* SOURCE RECORDS:
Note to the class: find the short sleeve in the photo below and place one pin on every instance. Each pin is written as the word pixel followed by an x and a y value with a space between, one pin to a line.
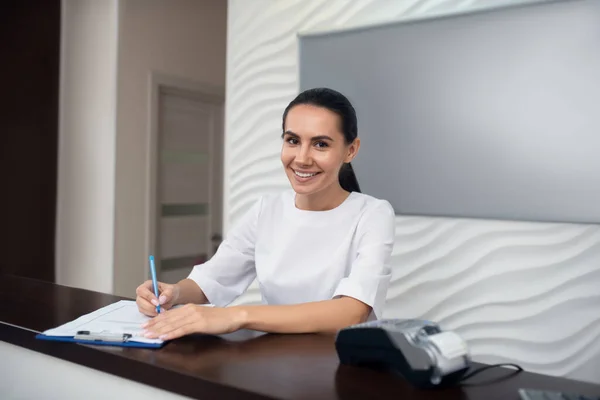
pixel 231 270
pixel 370 273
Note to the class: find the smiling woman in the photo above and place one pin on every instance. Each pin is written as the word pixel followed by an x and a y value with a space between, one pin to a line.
pixel 320 252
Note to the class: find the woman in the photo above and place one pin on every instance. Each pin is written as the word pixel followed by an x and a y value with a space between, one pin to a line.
pixel 320 252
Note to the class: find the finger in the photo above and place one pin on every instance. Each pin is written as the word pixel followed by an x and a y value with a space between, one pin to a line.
pixel 145 307
pixel 166 293
pixel 144 291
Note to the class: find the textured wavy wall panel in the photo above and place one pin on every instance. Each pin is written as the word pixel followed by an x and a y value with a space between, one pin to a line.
pixel 525 292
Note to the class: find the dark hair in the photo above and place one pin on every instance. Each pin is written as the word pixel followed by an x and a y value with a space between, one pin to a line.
pixel 338 103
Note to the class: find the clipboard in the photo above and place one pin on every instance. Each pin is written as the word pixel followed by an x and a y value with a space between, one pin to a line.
pixel 118 324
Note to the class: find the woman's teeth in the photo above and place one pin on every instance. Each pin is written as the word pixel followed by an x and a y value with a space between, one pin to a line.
pixel 303 175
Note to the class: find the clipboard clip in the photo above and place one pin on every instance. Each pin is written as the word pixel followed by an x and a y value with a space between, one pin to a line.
pixel 102 336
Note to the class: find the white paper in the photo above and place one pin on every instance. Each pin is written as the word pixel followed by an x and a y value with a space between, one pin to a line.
pixel 120 317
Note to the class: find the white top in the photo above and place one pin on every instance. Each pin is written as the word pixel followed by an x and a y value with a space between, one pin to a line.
pixel 301 256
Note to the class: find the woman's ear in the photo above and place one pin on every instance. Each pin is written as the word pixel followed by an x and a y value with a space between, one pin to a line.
pixel 352 150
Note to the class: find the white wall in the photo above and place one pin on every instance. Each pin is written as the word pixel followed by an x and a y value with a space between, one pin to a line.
pixel 110 49
pixel 525 292
pixel 184 39
pixel 85 211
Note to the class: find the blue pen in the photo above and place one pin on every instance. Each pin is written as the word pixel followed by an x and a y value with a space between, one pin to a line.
pixel 154 282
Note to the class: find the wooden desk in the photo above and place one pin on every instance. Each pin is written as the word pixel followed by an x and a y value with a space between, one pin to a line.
pixel 243 365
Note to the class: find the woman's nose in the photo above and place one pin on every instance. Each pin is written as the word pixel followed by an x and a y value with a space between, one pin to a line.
pixel 303 155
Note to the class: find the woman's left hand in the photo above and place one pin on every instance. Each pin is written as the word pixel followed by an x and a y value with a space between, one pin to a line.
pixel 192 318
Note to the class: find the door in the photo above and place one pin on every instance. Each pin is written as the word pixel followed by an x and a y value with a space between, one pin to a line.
pixel 189 180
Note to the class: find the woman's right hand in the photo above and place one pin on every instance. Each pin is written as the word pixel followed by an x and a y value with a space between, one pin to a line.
pixel 147 301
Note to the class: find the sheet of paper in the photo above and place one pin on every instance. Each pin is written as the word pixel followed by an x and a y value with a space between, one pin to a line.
pixel 120 317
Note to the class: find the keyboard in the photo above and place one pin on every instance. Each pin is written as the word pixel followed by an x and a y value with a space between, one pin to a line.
pixel 532 394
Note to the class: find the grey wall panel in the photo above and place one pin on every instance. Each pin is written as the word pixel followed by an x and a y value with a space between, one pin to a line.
pixel 492 114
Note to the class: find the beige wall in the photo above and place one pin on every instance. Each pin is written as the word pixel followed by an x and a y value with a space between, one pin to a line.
pixel 180 38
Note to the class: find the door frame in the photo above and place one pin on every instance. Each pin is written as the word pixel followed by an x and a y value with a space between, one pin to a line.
pixel 158 83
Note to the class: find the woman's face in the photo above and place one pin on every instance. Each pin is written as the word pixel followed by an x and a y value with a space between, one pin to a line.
pixel 314 148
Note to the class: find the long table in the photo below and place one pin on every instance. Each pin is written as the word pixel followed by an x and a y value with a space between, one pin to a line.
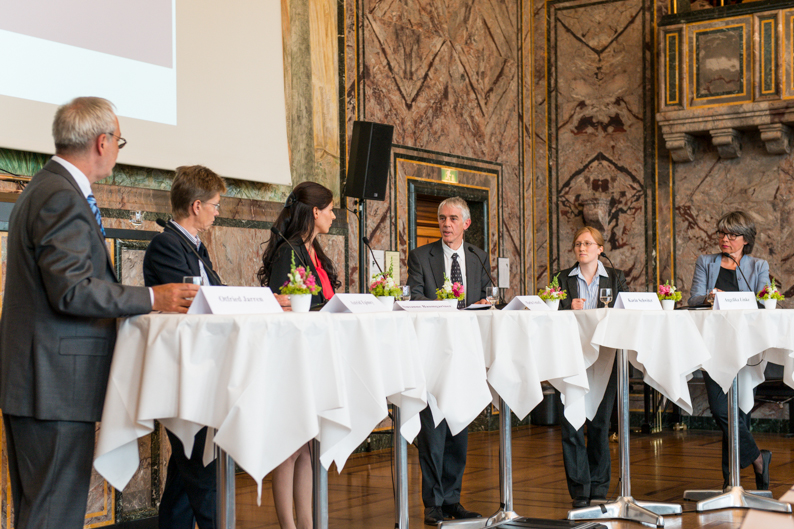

* EXERCISE: Shift every pin coordinate by adding 36 to each x and y value, and rewrite the material starting with the line containing "Note to the class: find the blue" and going on through the line containing "pixel 154 282", keeping the line with the request in place. Give only these lines.

* OUTPUT:
Note to the class: find the blue pen in the photo above and place one pin on every instance. Each pin is written as the word pixel followed by an x and a y value with a space between, one pin to a line.
pixel 190 318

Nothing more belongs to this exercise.